Written task:
Please reproduce word for word the stretch of the Scrape service documentation below from "Skip to main" through "dynamically generated content.".

Skip to main content
Scrape Service

Overview

The Scrape service provides direct access to raw HTML content from web pages, with optional JavaScript rendering support. This service is perfect for applications that need the complete HTML structure of a webpage, including dynamically generated content.
Try the Scrape service instantly in our interactive playground - no coding required!

Getting Started

Quick Start

from scrapegraph_py import Client
from scrapegraph_py.logger import sgai_logger

sgai_logger.set_logging(level="INFO")

# Initialize the client
sgai_client = Client(api_key="your-api-key")

# Scrape request
response = sgai_client.htmlify(
    website_url="https://example.com",
    render_heavy_js=False,  # Set to True for heavy JavaScript rendering
    branding=True           # Set to True to extract brand design and metadata
)

print("HTML Content:", response.html)
print("Request ID:", response.scrape_request_id)
print("Status:", response.status)
# Optional branding result
if response.branding:
    print("Branding extracted")

Parameters

ParameterTypeRequiredDescription
apiKeystringYesThe ScrapeGraph API Key.
website_urlstringYesThe URL of the webpage to scrape.
render_heavy_jsbooleanNoSet to true for heavy JavaScript rendering. Default: false
brandingbooleanNoReturn extracted brand design and metadata. Default: false
stealthbooleanNoEnable stealth mode for anti-bot protection. Adds additional credits. Default: false
Get your API key from the dashboard
{
  "scrape_request_id": "2f0f7a7e-7eb3-4bd2-8f8d-ae8a7f2d9c1a",
  "status": "completed",
  "html": "<!DOCTYPE html><html><head><title>Example Page</title></head><body><h1>Welcome to Example.com</h1><p>This is the raw HTML content...</p></body></html>",
  "error": ""
}
The response includes:
  • scrape_request_id: Unique identifier for tracking your request
  • status: Current status of the scraping operation
  • html: Raw HTML content of the webpage
  • error: Error message (if any occurred during scraping)
{
  "scrape_request_id": "2f0f7a7e-7eb3-4bd2-8f8d-ae8a7f2d9c1a",
  "status": "completed",
  "html": "<!DOCTYPE html><html>...</html>",
  "error": "",
  "branding": {
    "branding": {
      "colorScheme": "light",
      "colors": {
        "primary": "#0B5FFF",
        "accent": "#FF8A00",
        "background": "#FFFFFF",
        "textPrimary": "#111827",
        "link": "#0B5FFF"

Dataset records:
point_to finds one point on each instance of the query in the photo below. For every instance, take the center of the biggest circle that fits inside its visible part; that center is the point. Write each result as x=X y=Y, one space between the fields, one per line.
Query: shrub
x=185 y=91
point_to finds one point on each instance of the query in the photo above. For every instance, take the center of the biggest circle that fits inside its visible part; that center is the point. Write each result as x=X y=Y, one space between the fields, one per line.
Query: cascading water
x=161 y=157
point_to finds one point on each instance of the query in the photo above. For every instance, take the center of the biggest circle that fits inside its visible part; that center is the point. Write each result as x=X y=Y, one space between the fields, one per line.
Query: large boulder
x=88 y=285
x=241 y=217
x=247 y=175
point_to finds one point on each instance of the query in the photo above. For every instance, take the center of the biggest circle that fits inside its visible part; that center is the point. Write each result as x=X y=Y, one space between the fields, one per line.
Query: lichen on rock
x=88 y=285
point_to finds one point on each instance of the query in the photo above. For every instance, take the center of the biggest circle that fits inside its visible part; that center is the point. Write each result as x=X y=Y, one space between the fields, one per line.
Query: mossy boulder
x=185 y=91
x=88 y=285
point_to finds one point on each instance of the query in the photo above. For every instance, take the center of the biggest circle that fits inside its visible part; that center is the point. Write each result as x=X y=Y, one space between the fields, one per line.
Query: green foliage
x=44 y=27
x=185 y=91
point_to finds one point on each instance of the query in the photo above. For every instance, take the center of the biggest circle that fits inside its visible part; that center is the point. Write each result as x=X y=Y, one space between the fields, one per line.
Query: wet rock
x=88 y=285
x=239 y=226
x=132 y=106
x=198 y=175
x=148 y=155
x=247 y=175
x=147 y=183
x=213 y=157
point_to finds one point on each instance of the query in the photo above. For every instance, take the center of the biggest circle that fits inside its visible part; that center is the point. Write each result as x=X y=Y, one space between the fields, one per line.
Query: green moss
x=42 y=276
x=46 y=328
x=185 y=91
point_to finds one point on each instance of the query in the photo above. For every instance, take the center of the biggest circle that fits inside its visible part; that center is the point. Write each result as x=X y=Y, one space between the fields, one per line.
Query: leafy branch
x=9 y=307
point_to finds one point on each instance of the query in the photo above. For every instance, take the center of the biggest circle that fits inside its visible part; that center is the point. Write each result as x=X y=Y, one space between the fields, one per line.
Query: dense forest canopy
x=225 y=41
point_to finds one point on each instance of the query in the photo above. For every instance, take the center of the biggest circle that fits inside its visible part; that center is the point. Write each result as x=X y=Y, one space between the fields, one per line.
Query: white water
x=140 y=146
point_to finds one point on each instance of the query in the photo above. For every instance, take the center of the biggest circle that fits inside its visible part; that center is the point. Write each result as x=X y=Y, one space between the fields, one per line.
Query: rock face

Correct output:
Skip to main content
Scrape Service

Overview

The Scrape service provides direct access to raw HTML content from web pages, with optional JavaScript rendering support. This service is perfect for applications that need the complete HTML structure of a webpage, including dynamically generated content.